• **Short task**:
Leave the pictures out, and retype all of the material exactly as written.

• **Dataset content**:
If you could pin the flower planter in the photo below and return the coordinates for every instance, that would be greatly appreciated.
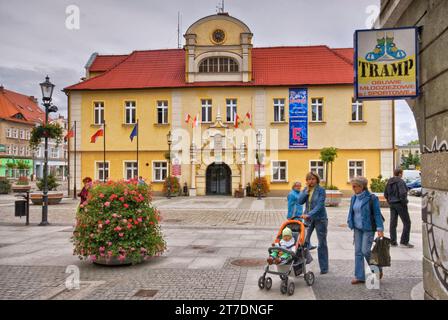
(333, 198)
(383, 202)
(21, 188)
(53, 197)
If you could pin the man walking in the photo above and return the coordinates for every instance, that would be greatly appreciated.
(396, 194)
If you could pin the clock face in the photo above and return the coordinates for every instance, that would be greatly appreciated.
(218, 36)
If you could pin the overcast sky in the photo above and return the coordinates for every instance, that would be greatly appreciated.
(36, 42)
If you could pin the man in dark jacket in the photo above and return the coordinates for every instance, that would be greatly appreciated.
(396, 194)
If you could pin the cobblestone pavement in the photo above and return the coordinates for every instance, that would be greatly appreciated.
(204, 236)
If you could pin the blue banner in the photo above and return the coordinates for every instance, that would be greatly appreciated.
(298, 118)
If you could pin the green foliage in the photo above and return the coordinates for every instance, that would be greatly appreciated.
(5, 186)
(52, 131)
(328, 156)
(22, 165)
(174, 186)
(118, 221)
(23, 181)
(52, 183)
(378, 184)
(264, 187)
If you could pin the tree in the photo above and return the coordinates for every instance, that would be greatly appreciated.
(328, 155)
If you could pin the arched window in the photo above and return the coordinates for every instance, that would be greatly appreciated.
(218, 64)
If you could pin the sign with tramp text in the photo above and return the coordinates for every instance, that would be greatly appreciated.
(386, 63)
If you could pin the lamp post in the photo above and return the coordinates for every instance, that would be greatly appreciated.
(169, 139)
(47, 91)
(258, 136)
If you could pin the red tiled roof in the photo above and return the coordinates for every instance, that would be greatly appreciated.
(12, 103)
(272, 66)
(105, 62)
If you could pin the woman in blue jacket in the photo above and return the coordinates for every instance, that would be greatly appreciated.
(313, 197)
(364, 223)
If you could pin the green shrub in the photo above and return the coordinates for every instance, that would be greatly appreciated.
(118, 221)
(52, 183)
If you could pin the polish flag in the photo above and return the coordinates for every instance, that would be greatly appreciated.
(249, 116)
(97, 134)
(235, 121)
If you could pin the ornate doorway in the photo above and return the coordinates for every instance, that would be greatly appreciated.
(218, 179)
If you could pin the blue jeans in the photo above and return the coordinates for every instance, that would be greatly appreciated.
(363, 245)
(321, 227)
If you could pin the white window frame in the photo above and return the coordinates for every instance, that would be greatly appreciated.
(364, 170)
(323, 168)
(273, 179)
(358, 105)
(279, 109)
(130, 109)
(97, 170)
(207, 105)
(231, 105)
(154, 168)
(162, 105)
(315, 104)
(98, 112)
(134, 169)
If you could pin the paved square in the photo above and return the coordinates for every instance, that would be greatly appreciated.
(204, 236)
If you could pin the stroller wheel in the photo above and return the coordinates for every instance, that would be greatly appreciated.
(291, 288)
(268, 283)
(309, 278)
(261, 282)
(284, 286)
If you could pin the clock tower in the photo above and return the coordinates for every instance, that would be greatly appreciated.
(218, 48)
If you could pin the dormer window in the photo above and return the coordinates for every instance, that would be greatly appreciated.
(218, 65)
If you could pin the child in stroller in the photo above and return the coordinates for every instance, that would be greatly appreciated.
(294, 259)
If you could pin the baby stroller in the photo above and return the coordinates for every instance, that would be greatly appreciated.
(296, 263)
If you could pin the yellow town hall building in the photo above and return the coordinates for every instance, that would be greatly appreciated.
(214, 95)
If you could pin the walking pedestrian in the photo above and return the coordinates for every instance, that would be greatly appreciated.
(396, 194)
(313, 196)
(364, 218)
(85, 190)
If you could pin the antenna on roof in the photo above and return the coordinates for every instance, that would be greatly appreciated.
(178, 30)
(220, 8)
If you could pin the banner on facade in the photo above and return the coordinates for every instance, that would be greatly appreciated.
(386, 63)
(298, 118)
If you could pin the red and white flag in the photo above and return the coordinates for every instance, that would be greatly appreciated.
(99, 133)
(249, 116)
(235, 121)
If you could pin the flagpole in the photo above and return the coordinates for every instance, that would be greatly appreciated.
(104, 150)
(74, 167)
(137, 151)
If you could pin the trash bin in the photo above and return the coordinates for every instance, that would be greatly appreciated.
(20, 208)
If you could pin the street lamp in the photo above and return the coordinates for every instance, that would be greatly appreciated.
(47, 91)
(259, 136)
(169, 139)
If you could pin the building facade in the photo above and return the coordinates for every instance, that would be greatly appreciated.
(214, 95)
(18, 115)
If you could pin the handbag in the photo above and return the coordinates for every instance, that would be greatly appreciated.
(380, 254)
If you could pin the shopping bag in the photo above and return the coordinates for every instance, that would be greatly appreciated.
(380, 255)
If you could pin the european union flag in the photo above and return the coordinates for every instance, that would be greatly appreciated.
(134, 132)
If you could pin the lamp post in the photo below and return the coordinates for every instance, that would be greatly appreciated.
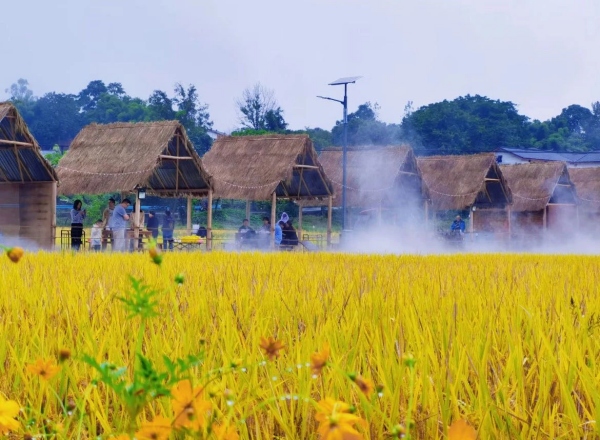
(344, 82)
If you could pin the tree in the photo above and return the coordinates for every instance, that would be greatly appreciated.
(90, 96)
(365, 129)
(468, 124)
(160, 106)
(258, 109)
(20, 92)
(194, 116)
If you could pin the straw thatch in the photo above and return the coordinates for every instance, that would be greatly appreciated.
(534, 185)
(21, 159)
(587, 185)
(374, 177)
(253, 167)
(121, 157)
(459, 182)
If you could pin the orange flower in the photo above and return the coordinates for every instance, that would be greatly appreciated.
(15, 254)
(271, 347)
(319, 359)
(158, 429)
(461, 430)
(9, 409)
(45, 369)
(365, 385)
(188, 406)
(335, 421)
(225, 432)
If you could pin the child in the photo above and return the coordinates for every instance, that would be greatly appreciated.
(96, 237)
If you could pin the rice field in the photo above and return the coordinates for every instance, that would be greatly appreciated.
(300, 346)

• **Written reply**:
If you could pin the flower planter in the photo below and return the coordinates for every instance, that would be greatly appreciated.
(333, 198)
(383, 202)
(21, 188)
(53, 197)
If you could pin the man walking in the photo above and return the coordinates for every instance, that would be greatly appreciated.
(396, 194)
If you could pin the clock face in the photo above and return the coordinates for every instance, that would be greatly appreciated.
(218, 36)
If you could pin the overcast sky in the photo above and return the coordinates for every instance, that would be greatly appreciated.
(36, 42)
If you could pin the man in dark jacket in the photo above and return the coordinates for every instance, that would be greatly appreciated.
(396, 194)
If you could pin the cobblestone pavement in the photo above and return the coordinates for every instance, that would be greatly appreciated.
(204, 236)
If you could pin the blue banner in the photo above and return the coordinates for every instance, that would be greatly appreciated.
(298, 118)
If you could pin the green foliage in the photo above and return the coordinates for every instance, that would be greatly appreciated.
(5, 186)
(52, 131)
(328, 156)
(22, 165)
(174, 186)
(118, 221)
(23, 181)
(52, 183)
(378, 184)
(264, 187)
If you could pin the tree in the photo above and return the coordinates for every instance, that would be greatly appreciated.
(328, 155)
If you could pin the arched window in the photo above and return the coordinates for every instance, that would be greatly appreciated.
(218, 64)
If you could pin the sign with tramp text in the photo above and return the coordinates for every instance, that would be greatly appreciated.
(386, 63)
If you could pin the lamp post in the photo above and return the coordinates for every instance, that would be greatly appreciated.
(169, 139)
(47, 91)
(258, 136)
If you could pin the red tiled roof in the photo above and return the coordinates for every instance, that would be greatly appreciated.
(12, 103)
(272, 66)
(105, 62)
If you could pin the woman in blue jacket in the photo above and return the coordinates for every instance, that would be greatly appreciated.
(313, 197)
(364, 223)
If you could pin the green shrub in the photo above and return the coordinates for every instance, that would be greatly appreciated.
(118, 221)
(52, 183)
If you could pin the polish flag in the photo above and return the coordinates for every instance, that would be greatly appreciated.
(249, 116)
(97, 134)
(235, 121)
If you could pin the ornate doorway in the photo above and return the coordinates for every instance, that would be greatly appreciated.
(218, 179)
If you could pin the blue jeans in the photo above and return the coordinates for every instance, that would be greatly appreciated.
(363, 245)
(321, 227)
If you could pin the white window frame in the photo above and return the coordinates for every instance, that would be greatly appreciated.
(364, 170)
(323, 168)
(273, 179)
(358, 105)
(279, 109)
(130, 109)
(97, 170)
(207, 105)
(231, 105)
(154, 168)
(162, 105)
(315, 104)
(98, 112)
(134, 169)
If you could pin the paved square in the photo above and return the coordinates for every instance, that would be greatly appreciated.
(204, 236)
If you could pin the stroller wheel in the photo above and return the coordinates for every instance, that would be greatly appreciated.
(291, 288)
(268, 283)
(309, 278)
(261, 282)
(284, 286)
If you could pin the clock tower in the photo above and return the coordinates for every instance, that would be greatly appreciated.
(218, 48)
If you could pin the dormer window in the photo above and return the coordinates for every instance, that would be greatly appreciated.
(218, 65)
If you could pin the child in stroller in the photo above and return the coordinates for every instance, that would be greatly appreciated.
(294, 259)
If you could pin the baby stroller in the photo above and return the coordinates for every instance, that would be greatly appreciated.
(296, 263)
If you could pin the yellow town hall building in the photo above and return the coordinates for every instance, that would be greatly appreciated.
(214, 95)
If you could pin the walking pedestrian in the photo above and return the coordinates for every instance, that would be greatly appreciated.
(396, 194)
(313, 196)
(364, 218)
(85, 190)
If you could pin the antenna on roof in the photo above and return the coordinates for every instance, that would be greatly appreciated.
(178, 30)
(220, 8)
If you could pin the banner on facade in the photo above and return the coordinates for every instance, that would be greatly appreciated.
(386, 63)
(298, 118)
If you could pin the red and white flag in the photo above and return the coordinates for every instance, that would be greatly appreciated.
(99, 133)
(249, 116)
(235, 121)
If you could pin the flagpole in the photo above and return the coordinates for every instance, that would be greatly appreciated.
(104, 150)
(74, 167)
(137, 151)
If you could pin the trash bin in the photo above and return the coordinates for every instance, that would be greatly appreciated.
(20, 208)
If you could pin the street lamp in the photo above and return the coordinates for every instance, that would be greatly appreciated.
(47, 91)
(259, 136)
(169, 139)
If you could pin the building facade in the photo above and return the coordinates for every instance, that would be greatly appreciated.
(214, 95)
(18, 115)
If you could pin the handbag in the photo above and return the coordinates for every instance, that would be greatly appreciated.
(380, 254)
If you could pin the shopping bag in the photo above and return the coordinates for every instance, that would be greatly appreciated.
(380, 255)
If you could pin the european union flag in the photo above and return the coordinates for every instance, that would be greatly appreciated.
(134, 132)
If you could pin the lamp post in the photo below and return the coordinates for every instance, that would be greatly appreciated.
(344, 82)
If you could pin the tree in the photo above and return the coordinates for every instance, that would be greatly appreciated.
(90, 96)
(365, 129)
(468, 124)
(160, 106)
(258, 109)
(20, 92)
(194, 116)
If you could pin the straw thatch in the photo above and return the coordinates for every instance, that would be greatly appreciated.
(534, 185)
(21, 159)
(587, 185)
(374, 177)
(253, 167)
(121, 157)
(459, 182)
If you could pin the orange flower in the photo above and return the coordinates for every instance, that would be greatly appreciated.
(15, 254)
(271, 347)
(319, 359)
(158, 429)
(461, 430)
(9, 409)
(45, 369)
(365, 385)
(188, 406)
(335, 421)
(225, 432)
If you could pin the child in the photo above and return the coordinates for every instance, that would be greatly appreciated.
(96, 237)
If you could pin the rice field in the photo above and return the coordinates for every instance, that would be greatly appreciated.
(300, 346)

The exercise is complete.